# TO DO
Print the records below verbatim, each on its own line, keeping their original order.

# SUPPLIED MATERIAL
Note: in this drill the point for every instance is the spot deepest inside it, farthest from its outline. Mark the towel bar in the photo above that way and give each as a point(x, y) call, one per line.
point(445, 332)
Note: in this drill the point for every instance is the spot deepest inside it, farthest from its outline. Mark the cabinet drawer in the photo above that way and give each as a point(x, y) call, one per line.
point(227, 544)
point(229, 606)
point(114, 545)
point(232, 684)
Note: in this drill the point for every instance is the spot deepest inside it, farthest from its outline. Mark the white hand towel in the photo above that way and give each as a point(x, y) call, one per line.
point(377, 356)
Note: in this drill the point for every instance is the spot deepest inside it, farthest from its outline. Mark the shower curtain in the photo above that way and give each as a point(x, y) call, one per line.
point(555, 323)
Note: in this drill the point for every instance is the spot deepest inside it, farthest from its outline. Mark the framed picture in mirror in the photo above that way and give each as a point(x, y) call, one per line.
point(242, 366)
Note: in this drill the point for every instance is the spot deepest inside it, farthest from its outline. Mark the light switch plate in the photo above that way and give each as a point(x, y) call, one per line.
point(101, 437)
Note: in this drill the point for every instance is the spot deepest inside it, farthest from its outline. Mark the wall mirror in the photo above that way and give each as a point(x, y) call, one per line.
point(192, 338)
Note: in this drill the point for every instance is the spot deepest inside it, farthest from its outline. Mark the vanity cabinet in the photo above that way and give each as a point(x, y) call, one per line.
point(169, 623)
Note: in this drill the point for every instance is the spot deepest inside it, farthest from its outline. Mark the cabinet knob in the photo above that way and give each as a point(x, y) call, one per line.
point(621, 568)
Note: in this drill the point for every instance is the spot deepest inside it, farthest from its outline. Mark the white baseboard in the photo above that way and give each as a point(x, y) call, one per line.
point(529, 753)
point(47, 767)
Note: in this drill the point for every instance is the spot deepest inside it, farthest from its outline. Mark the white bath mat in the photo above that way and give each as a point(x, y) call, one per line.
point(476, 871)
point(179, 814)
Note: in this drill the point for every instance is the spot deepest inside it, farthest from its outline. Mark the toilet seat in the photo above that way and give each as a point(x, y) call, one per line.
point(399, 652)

# SOLUTION
Note: in this drill the point for every instance is the spot deepest inside it, farthest from its outline. Mark the towel bar in the photo above that way and give each as a point(x, y) call, one per line.
point(445, 332)
Note: in this drill the point for every instance is the spot deepest inside it, farthest from its outline. Mark the cabinet drawer in the photo above that way and give each as a point(x, y) call, one per line.
point(227, 544)
point(229, 606)
point(114, 545)
point(232, 684)
Note: in this drill the point for every instance is the spot deepest inside it, farthest from its outline. Mark the white hand towel in the photo above that way and give each as a point(x, y) call, one per line.
point(377, 356)
Note: in this drill the point for every instance is the spot deepest inside it, farthest from its outline. Mark the shower curtain in the photo above that way and give each as a point(x, y) call, one per line.
point(555, 323)
Note: in this drill the point for every instance is the spot deepest inside it, farthest from its outline. Mark the framed picture in mirror in the photo above that way and give each as a point(x, y) call, one per line.
point(242, 366)
Note: in this drill the point for every instance is the spot deepest inside it, farthest from its outline. Mark the light switch plate in the photo above that way and give each as a point(x, y) call, one per line.
point(101, 437)
Note: in this drill the point for every instance is the spot deepest inside it, farthest from its outline. Mark the wall mirror in the photo above that way and give each as a point(x, y) call, one per line.
point(192, 338)
Note: in this drill the point for every instance is the spot deepest inside it, farthest from its outline. Mark the vanity cabinet in the photo above that way and give each as a point(x, y) call, one per line.
point(169, 623)
Note: in this drill the point for every instance is the spot deepest inside it, farthest from its outline. Mark the cabinet knob in the photo above that way and give each as a point(x, y) call, one per line.
point(621, 568)
Note: in this drill the point for every instance is the spot deepest inside it, farthest from its outline. Mark the white baseboard in the photo above that way and give each as a point(x, y) call, one per line.
point(529, 753)
point(47, 767)
Note: in this drill the point for every instance is the spot deepest inside it, farthest from its outline. Mark the white bath mat in the photo above that way and give each as a point(x, y) call, one per line.
point(476, 871)
point(179, 814)
Note: in this drill the point for every instance is the spot deepest inside it, farthest from its outline. Mark the toilet seat in the photo above that way and give each as a point(x, y) call, one per line.
point(399, 652)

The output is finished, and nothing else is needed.